| What you should do |
Write out all of the data without omission, exactly as shown.

| Records |
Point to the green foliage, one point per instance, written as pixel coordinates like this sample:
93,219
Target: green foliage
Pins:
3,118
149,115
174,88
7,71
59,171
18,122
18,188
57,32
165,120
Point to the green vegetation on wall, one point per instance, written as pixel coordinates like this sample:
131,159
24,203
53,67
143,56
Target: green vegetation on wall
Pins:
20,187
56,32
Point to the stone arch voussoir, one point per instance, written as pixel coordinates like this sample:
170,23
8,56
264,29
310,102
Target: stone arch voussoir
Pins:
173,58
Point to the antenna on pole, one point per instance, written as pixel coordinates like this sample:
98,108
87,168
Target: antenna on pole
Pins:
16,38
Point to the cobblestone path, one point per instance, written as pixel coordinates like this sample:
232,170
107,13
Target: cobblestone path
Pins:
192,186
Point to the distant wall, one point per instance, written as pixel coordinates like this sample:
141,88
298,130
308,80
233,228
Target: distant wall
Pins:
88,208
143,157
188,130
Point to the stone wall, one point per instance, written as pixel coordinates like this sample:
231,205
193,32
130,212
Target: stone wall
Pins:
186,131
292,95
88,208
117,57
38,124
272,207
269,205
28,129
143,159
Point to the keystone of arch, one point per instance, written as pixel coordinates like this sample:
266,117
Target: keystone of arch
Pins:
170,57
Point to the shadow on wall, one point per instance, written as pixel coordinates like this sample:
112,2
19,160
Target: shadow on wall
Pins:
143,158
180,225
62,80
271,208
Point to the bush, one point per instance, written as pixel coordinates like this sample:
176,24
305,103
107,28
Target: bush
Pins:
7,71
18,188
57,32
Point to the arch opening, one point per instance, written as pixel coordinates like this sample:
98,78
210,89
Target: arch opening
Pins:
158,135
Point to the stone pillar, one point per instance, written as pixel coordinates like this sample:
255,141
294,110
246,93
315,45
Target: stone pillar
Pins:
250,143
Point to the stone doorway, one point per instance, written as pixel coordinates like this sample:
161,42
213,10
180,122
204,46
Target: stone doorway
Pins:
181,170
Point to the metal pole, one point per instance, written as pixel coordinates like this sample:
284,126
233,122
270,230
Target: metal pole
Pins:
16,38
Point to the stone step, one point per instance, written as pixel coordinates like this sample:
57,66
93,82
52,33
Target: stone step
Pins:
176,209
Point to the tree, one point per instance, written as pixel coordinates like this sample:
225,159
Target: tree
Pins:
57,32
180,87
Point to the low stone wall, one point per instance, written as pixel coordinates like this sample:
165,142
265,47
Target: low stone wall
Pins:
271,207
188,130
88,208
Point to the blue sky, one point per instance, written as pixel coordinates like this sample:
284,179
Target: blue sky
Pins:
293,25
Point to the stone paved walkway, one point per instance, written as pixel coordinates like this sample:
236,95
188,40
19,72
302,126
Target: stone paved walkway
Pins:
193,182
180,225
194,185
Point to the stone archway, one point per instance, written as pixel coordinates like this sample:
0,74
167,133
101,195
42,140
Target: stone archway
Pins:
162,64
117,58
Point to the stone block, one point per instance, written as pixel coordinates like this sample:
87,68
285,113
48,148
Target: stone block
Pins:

| Result |
Point to the green foliage, one point per instance, written as pixel coordinates like this sample:
93,219
Target: green foliage
Pins:
3,118
149,115
174,88
7,71
59,171
18,122
18,188
57,32
165,120
Point to the green vegetation on wall, one point per instance, written as pixel coordinates like this sample:
131,159
24,203
53,67
143,56
Target: green vegetation on wall
Pins:
20,187
56,32
Point to the stone arch voussoir, one point per instance, written as pixel coordinates like this sample:
170,23
8,56
264,29
310,102
Target: stone arch voussoir
Pins:
173,58
Point to the antenna on pole, one point per instance, written as pixel coordinates like this sample:
98,108
87,168
Target: antenna on pole
Pins:
16,38
Point to the cobblestone path, one point per instance, written as pixel coordinates like this sample:
232,170
107,13
Target: cobblestone path
Pins:
192,186
Point to the distant wall, one point per instance, written as pixel coordinates like this sample:
141,88
298,130
308,80
233,228
Target: distant wall
Pins:
88,208
143,157
188,130
Point to the stone wall, one point per instance, written as pixel coordinates like this sample:
231,205
193,32
130,212
Target: stone wall
Pins:
186,131
292,95
88,208
117,57
38,124
272,207
269,205
28,129
143,159
Point to the keystone of arch, one point per instance, written as pixel coordinates like this sample:
266,117
Target: keystone of arch
Pins:
170,57
Point to the shadow on wall, one point per instance, written as pixel coordinates like this sample:
112,2
19,160
Target: shadow on wall
Pins:
143,158
180,225
62,80
271,208
Point to the bush, one point per instance, written as pixel coordinates like this sample:
176,24
305,103
107,28
Target: bush
Pins:
7,71
18,188
57,32
Point to the arch opening, one point per instance, written as pixel coordinates like this sample:
98,78
210,89
Target: arch opening
Pins:
158,135
Point to the stone pillar, one point per instance, written as pixel coordinates like this sample:
255,141
294,110
246,93
315,45
Target: stone pillar
Pins:
250,143
Point to the stone doorway, one point per instance, written as pixel coordinates like this sample:
161,42
213,10
180,122
204,46
Target: stone doorway
Pins:
181,170
Point to the metal pole, one point per instance, written as pixel coordinates like this sample:
284,126
233,122
270,230
Target: metal pole
Pins:
16,38
Point to the stone step, one point per instance, written as pixel coordinates like this sample:
57,66
93,82
52,33
Target: stone step
Pins:
176,209
Point to the tree, one point per instance, written as pixel coordinates like this sample:
225,159
Target: tree
Pins:
57,32
180,87
Point to the low stone wall, one point per instance, written as pixel coordinates like this sample:
165,142
265,47
Target: low stone wall
Pins:
271,207
188,130
88,208
Point to the blue sky, one point per instance, written as pixel coordinates like this sample:
284,179
Target: blue sky
Pins:
293,25
Point to the stone paved walkway, one point per instance, written as pixel coordinates like this sample:
236,95
188,40
19,72
302,126
Target: stone paved walkway
Pins:
193,182
180,225
194,185
Point to the stone archway, one point per instance, written as pixel coordinates like this sample:
0,74
167,133
101,195
42,140
Target: stone archway
Pins:
162,64
117,58
Point to the stone block, one point per instance, written as pixel coordinates like this sample:
87,68
285,113
48,148
Target: stone block
Pins:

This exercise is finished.